AIM OF THE EXERCISE: Do not carry the pictures over; copy every other part of the entries exactly.
————
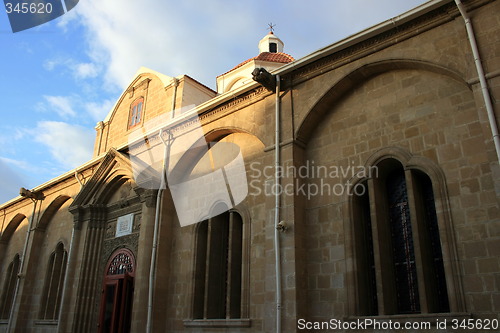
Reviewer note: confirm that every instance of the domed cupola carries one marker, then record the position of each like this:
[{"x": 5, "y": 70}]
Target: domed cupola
[
  {"x": 270, "y": 57},
  {"x": 271, "y": 43}
]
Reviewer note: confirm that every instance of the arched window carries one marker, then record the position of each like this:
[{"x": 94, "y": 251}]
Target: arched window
[
  {"x": 9, "y": 287},
  {"x": 218, "y": 268},
  {"x": 136, "y": 112},
  {"x": 54, "y": 280},
  {"x": 397, "y": 244},
  {"x": 117, "y": 293}
]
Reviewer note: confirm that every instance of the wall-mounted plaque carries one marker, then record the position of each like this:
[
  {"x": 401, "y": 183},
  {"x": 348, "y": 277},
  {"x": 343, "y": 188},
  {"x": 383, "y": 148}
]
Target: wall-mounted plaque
[{"x": 124, "y": 225}]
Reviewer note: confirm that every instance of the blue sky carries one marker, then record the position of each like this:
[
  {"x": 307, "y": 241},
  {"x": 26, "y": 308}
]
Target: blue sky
[{"x": 59, "y": 79}]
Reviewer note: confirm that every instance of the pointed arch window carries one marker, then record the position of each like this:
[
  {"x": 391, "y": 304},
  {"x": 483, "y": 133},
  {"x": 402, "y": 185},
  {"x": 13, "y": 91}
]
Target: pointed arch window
[
  {"x": 218, "y": 268},
  {"x": 397, "y": 245},
  {"x": 117, "y": 293},
  {"x": 54, "y": 280},
  {"x": 136, "y": 112},
  {"x": 9, "y": 287}
]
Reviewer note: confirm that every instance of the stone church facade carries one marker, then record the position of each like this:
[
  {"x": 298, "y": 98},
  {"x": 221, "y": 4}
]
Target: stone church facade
[{"x": 385, "y": 206}]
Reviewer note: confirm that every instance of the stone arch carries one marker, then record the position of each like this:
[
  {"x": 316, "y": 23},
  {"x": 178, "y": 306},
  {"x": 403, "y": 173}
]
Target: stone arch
[
  {"x": 193, "y": 154},
  {"x": 430, "y": 168},
  {"x": 114, "y": 182},
  {"x": 51, "y": 210},
  {"x": 357, "y": 77},
  {"x": 11, "y": 227}
]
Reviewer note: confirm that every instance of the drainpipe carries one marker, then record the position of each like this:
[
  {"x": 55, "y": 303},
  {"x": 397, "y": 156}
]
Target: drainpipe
[
  {"x": 68, "y": 265},
  {"x": 277, "y": 209},
  {"x": 154, "y": 249},
  {"x": 176, "y": 84},
  {"x": 482, "y": 78},
  {"x": 35, "y": 198}
]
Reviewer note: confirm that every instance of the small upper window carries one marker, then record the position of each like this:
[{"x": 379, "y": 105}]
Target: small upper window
[{"x": 136, "y": 112}]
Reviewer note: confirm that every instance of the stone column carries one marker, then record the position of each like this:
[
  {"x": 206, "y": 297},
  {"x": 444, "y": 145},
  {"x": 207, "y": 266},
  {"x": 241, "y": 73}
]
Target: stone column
[
  {"x": 143, "y": 262},
  {"x": 89, "y": 281}
]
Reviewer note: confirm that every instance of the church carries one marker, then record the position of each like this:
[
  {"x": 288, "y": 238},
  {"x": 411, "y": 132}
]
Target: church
————
EXERCISE RESULT:
Reviewer note: confirm that every instance of the domed cupola carries one marker, then record the position of each like this:
[{"x": 5, "y": 70}]
Target: domed cupola
[
  {"x": 270, "y": 57},
  {"x": 271, "y": 43}
]
Reviewer note: confirm that every instance of the arched window carries one marker, then record the position of each like this:
[{"x": 94, "y": 251}]
Target: arched window
[
  {"x": 9, "y": 287},
  {"x": 218, "y": 268},
  {"x": 136, "y": 112},
  {"x": 54, "y": 280},
  {"x": 397, "y": 244},
  {"x": 117, "y": 293}
]
Reviewer note: confirm that every instance of the wall-mounted plaque carries one marker, then record the position of each like this:
[
  {"x": 401, "y": 183},
  {"x": 348, "y": 277},
  {"x": 343, "y": 188},
  {"x": 383, "y": 148}
]
Target: wall-mounted plaque
[{"x": 124, "y": 225}]
Reviewer note: confirm that every instance of the blue sky carries one marker, then record the position of each like this:
[
  {"x": 307, "y": 241},
  {"x": 26, "y": 308}
]
Target: blue sky
[{"x": 59, "y": 79}]
Reviewer note: confirm that every instance of the pointed arch window carries one marker, then record the position of each like this:
[
  {"x": 391, "y": 304},
  {"x": 483, "y": 133},
  {"x": 402, "y": 185},
  {"x": 13, "y": 91}
]
Target: pointed arch window
[
  {"x": 218, "y": 268},
  {"x": 397, "y": 245},
  {"x": 117, "y": 293},
  {"x": 54, "y": 280},
  {"x": 136, "y": 112},
  {"x": 9, "y": 287}
]
Reviewer note: confirm that every instance of the stone church facade carries one marker, then record the position of each like this:
[
  {"x": 298, "y": 98},
  {"x": 221, "y": 4}
]
Target: stone church facade
[{"x": 385, "y": 206}]
Reviewer note: confirm that every instance of the stone arch carries one marker, then record the position of each like this:
[
  {"x": 316, "y": 23},
  {"x": 178, "y": 306},
  {"x": 403, "y": 173}
]
Target: stone arch
[
  {"x": 193, "y": 154},
  {"x": 430, "y": 168},
  {"x": 114, "y": 182},
  {"x": 51, "y": 210},
  {"x": 357, "y": 77},
  {"x": 11, "y": 227}
]
Reviewer note: confirm that every instance of the drainpipe carries one marker, then record the position of each like this:
[
  {"x": 55, "y": 303},
  {"x": 397, "y": 156}
]
Target: drainpipe
[
  {"x": 68, "y": 265},
  {"x": 277, "y": 209},
  {"x": 154, "y": 249},
  {"x": 176, "y": 84},
  {"x": 482, "y": 78},
  {"x": 35, "y": 198}
]
Reviewer note: confirm that every instance of the small upper window carries one marker, then record the position of each like this:
[{"x": 379, "y": 105}]
Target: small upper window
[{"x": 136, "y": 112}]
Reviewer note: confirm that every instance of the stone column carries one marker, then record the position of each like this:
[
  {"x": 206, "y": 297},
  {"x": 444, "y": 145},
  {"x": 207, "y": 266},
  {"x": 241, "y": 73}
]
Target: stone column
[
  {"x": 143, "y": 262},
  {"x": 89, "y": 281}
]
Reviewer note: confirm that every instance of the church carries one marker, then record the position of each like this:
[
  {"x": 288, "y": 238},
  {"x": 411, "y": 132}
]
Target: church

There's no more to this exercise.